_WHAT YOU SHOULD DO_
All the data below should be printed again without a single difference.

Saved data entries
::::::
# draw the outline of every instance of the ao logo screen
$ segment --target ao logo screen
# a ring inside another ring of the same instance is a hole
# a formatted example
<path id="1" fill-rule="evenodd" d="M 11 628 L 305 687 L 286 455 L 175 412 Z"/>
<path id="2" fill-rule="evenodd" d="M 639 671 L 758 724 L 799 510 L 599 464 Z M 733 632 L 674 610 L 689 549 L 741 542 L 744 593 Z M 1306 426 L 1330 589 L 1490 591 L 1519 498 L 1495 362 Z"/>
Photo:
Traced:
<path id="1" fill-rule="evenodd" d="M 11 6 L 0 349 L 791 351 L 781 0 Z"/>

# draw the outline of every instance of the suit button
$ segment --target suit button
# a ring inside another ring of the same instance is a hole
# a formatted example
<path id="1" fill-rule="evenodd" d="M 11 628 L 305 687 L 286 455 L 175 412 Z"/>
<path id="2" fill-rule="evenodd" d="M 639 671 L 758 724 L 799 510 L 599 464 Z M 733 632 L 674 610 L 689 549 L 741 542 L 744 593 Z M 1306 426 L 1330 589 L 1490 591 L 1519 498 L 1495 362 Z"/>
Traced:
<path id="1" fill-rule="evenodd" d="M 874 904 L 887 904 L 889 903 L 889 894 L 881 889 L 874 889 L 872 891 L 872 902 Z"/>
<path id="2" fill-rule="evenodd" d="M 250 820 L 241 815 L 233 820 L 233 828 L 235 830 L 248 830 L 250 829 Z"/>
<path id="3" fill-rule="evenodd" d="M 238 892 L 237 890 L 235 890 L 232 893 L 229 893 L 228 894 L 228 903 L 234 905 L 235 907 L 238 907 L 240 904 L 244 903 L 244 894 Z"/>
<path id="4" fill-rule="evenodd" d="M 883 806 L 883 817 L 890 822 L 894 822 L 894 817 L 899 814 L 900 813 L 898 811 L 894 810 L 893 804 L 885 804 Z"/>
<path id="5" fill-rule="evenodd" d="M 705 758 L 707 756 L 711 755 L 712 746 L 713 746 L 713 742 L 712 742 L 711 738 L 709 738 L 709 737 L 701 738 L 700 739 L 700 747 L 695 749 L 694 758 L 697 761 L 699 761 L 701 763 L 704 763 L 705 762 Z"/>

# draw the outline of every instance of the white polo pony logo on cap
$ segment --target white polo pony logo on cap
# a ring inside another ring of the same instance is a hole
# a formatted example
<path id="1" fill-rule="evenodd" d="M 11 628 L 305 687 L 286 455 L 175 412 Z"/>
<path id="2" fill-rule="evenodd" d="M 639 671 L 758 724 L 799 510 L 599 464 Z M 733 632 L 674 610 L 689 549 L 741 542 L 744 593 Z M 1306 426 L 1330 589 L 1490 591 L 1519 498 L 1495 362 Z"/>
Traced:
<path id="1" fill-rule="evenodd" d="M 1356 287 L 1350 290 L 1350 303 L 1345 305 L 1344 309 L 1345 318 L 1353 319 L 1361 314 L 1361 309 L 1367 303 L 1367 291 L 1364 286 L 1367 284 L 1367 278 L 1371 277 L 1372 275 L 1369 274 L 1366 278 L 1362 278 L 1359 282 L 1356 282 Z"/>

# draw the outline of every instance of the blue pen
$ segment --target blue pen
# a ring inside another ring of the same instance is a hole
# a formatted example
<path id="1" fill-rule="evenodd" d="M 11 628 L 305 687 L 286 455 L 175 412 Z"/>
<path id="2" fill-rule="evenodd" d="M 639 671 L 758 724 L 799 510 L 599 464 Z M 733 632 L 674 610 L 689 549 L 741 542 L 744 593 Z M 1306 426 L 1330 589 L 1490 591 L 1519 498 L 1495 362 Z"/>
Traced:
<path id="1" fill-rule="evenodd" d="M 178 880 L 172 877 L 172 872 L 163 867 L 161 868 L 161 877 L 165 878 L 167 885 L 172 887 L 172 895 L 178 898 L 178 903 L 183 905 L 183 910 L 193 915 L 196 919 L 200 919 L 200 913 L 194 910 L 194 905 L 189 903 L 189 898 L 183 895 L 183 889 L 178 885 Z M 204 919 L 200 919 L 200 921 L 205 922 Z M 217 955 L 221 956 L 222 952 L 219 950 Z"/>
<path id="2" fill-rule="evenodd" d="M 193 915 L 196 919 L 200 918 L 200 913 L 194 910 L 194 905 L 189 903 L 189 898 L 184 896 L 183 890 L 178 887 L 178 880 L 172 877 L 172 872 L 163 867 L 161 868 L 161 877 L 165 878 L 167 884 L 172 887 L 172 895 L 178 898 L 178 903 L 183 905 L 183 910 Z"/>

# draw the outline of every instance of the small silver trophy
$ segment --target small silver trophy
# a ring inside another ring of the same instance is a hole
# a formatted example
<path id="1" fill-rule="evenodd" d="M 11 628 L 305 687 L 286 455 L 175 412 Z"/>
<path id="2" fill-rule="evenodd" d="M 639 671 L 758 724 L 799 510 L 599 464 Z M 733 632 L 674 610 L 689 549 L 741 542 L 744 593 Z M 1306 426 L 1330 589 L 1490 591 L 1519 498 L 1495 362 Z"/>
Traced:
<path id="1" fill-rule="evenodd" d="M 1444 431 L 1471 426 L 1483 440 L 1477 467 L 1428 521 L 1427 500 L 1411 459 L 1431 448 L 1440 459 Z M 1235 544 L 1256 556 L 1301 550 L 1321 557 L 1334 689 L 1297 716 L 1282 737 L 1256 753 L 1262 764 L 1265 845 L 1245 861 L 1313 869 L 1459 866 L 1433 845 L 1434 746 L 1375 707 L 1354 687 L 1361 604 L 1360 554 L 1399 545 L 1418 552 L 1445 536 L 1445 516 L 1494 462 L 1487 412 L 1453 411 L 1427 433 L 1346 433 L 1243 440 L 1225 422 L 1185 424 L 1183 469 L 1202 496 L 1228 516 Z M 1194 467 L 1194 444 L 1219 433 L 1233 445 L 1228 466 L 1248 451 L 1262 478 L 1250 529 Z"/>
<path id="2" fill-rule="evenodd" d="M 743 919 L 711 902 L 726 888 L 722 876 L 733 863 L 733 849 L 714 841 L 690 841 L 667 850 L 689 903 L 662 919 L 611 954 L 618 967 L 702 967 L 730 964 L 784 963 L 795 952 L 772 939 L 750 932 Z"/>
::::::
_ANSWER SPACE_
# draw the outline of every instance of the ao logo screen
$ segment --target ao logo screen
# a ring inside another ring of the same instance is a hole
# a formatted example
<path id="1" fill-rule="evenodd" d="M 11 628 L 305 687 L 286 455 L 175 412 Z"/>
<path id="2" fill-rule="evenodd" d="M 639 671 L 758 724 L 799 510 L 599 464 Z M 733 632 L 674 610 L 689 549 L 741 542 L 744 593 Z M 1306 426 L 1330 589 L 1490 591 L 1519 498 L 1495 362 Z"/>
Photo:
Traced:
<path id="1" fill-rule="evenodd" d="M 11 6 L 0 349 L 791 351 L 781 0 Z"/>

# draw the outline of every instance of the suit button
$ segment --target suit button
# a ring inside another ring of the same instance is a hole
# a formatted example
<path id="1" fill-rule="evenodd" d="M 11 628 L 305 687 L 286 455 L 175 412 Z"/>
<path id="2" fill-rule="evenodd" d="M 639 671 L 758 724 L 799 510 L 599 464 Z M 733 632 L 674 610 L 689 549 L 741 542 L 744 593 Z M 1306 426 L 1330 589 L 1490 591 L 1519 498 L 1495 362 Z"/>
Traced:
<path id="1" fill-rule="evenodd" d="M 874 904 L 887 904 L 889 903 L 889 894 L 881 889 L 874 889 L 872 891 L 872 902 Z"/>
<path id="2" fill-rule="evenodd" d="M 250 820 L 241 815 L 233 820 L 233 828 L 235 830 L 248 830 L 250 829 Z"/>
<path id="3" fill-rule="evenodd" d="M 238 892 L 237 890 L 235 890 L 232 893 L 229 893 L 228 894 L 228 903 L 234 905 L 235 907 L 238 907 L 240 904 L 244 903 L 244 894 Z"/>
<path id="4" fill-rule="evenodd" d="M 883 806 L 883 817 L 890 822 L 894 822 L 894 817 L 899 814 L 900 813 L 898 811 L 894 810 L 893 804 L 885 804 Z"/>
<path id="5" fill-rule="evenodd" d="M 705 758 L 707 756 L 711 755 L 712 746 L 713 746 L 713 742 L 712 742 L 711 738 L 709 738 L 709 737 L 701 738 L 700 739 L 700 747 L 695 749 L 694 758 L 697 761 L 699 761 L 701 763 L 704 763 L 705 762 Z"/>

# draw the outline of every instance of the white polo pony logo on cap
$ segment --target white polo pony logo on cap
# a ring inside another ring of the same instance is a hole
# a formatted example
<path id="1" fill-rule="evenodd" d="M 11 628 L 305 687 L 286 455 L 175 412 Z"/>
<path id="2" fill-rule="evenodd" d="M 639 671 L 758 724 L 799 510 L 599 464 Z M 733 632 L 674 610 L 689 549 L 741 542 L 744 593 Z M 1306 426 L 1330 589 L 1490 591 L 1519 498 L 1495 362 Z"/>
Traced:
<path id="1" fill-rule="evenodd" d="M 1356 287 L 1350 290 L 1350 303 L 1345 305 L 1344 309 L 1345 318 L 1353 319 L 1361 314 L 1361 309 L 1367 303 L 1367 291 L 1364 286 L 1367 284 L 1367 278 L 1371 277 L 1372 275 L 1369 274 L 1366 278 L 1362 278 L 1359 282 L 1356 282 Z"/>

# draw the outline of every instance of the blue pen
$ segment --target blue pen
# a ring inside another ring of the same instance is a hole
# a formatted example
<path id="1" fill-rule="evenodd" d="M 11 628 L 305 687 L 286 455 L 175 412 Z"/>
<path id="2" fill-rule="evenodd" d="M 639 671 L 758 724 L 799 510 L 599 464 Z M 733 632 L 674 610 L 689 549 L 741 542 L 744 593 Z M 1306 426 L 1330 589 L 1490 591 L 1519 498 L 1495 362 Z"/>
Traced:
<path id="1" fill-rule="evenodd" d="M 178 880 L 172 877 L 172 872 L 163 867 L 161 868 L 161 877 L 165 878 L 167 885 L 172 887 L 172 895 L 178 898 L 178 903 L 183 905 L 183 910 L 193 915 L 196 919 L 200 919 L 200 913 L 194 910 L 194 905 L 189 903 L 189 898 L 183 895 L 183 889 L 178 885 Z M 204 919 L 200 919 L 200 921 L 205 922 Z M 217 955 L 221 956 L 222 952 L 219 950 Z"/>
<path id="2" fill-rule="evenodd" d="M 193 915 L 196 919 L 200 918 L 200 913 L 194 910 L 194 905 L 189 903 L 189 898 L 184 896 L 183 890 L 178 887 L 178 880 L 172 877 L 172 872 L 163 867 L 161 868 L 161 877 L 165 878 L 167 884 L 172 887 L 172 895 L 178 898 L 178 903 L 183 905 L 183 910 Z"/>

# draw the outline of every instance of the small silver trophy
$ segment --target small silver trophy
# a ring inside another ring of the same instance is a hole
# a formatted example
<path id="1" fill-rule="evenodd" d="M 11 628 L 305 687 L 286 455 L 175 412 Z"/>
<path id="2" fill-rule="evenodd" d="M 639 671 L 758 724 L 799 510 L 599 464 Z M 733 632 L 674 610 L 689 549 L 741 542 L 744 593 Z M 1306 426 L 1330 589 L 1490 591 L 1519 498 L 1495 362 Z"/>
Traced:
<path id="1" fill-rule="evenodd" d="M 1444 431 L 1471 426 L 1483 440 L 1477 467 L 1428 521 L 1427 500 L 1411 459 L 1431 448 L 1440 459 Z M 1235 544 L 1256 556 L 1301 550 L 1321 557 L 1334 689 L 1297 716 L 1282 737 L 1256 753 L 1262 764 L 1265 845 L 1245 861 L 1313 869 L 1459 866 L 1433 845 L 1434 746 L 1375 707 L 1354 687 L 1361 604 L 1360 554 L 1399 545 L 1418 552 L 1445 536 L 1445 516 L 1494 462 L 1487 412 L 1453 411 L 1427 433 L 1346 433 L 1243 440 L 1225 422 L 1185 424 L 1183 469 L 1202 496 L 1228 516 Z M 1194 467 L 1194 444 L 1219 433 L 1233 445 L 1228 466 L 1248 451 L 1262 478 L 1250 529 Z"/>
<path id="2" fill-rule="evenodd" d="M 743 919 L 711 902 L 726 888 L 722 876 L 733 863 L 733 849 L 714 841 L 690 841 L 667 850 L 689 903 L 662 919 L 611 954 L 618 967 L 702 967 L 730 964 L 784 963 L 795 952 L 772 939 L 750 932 Z"/>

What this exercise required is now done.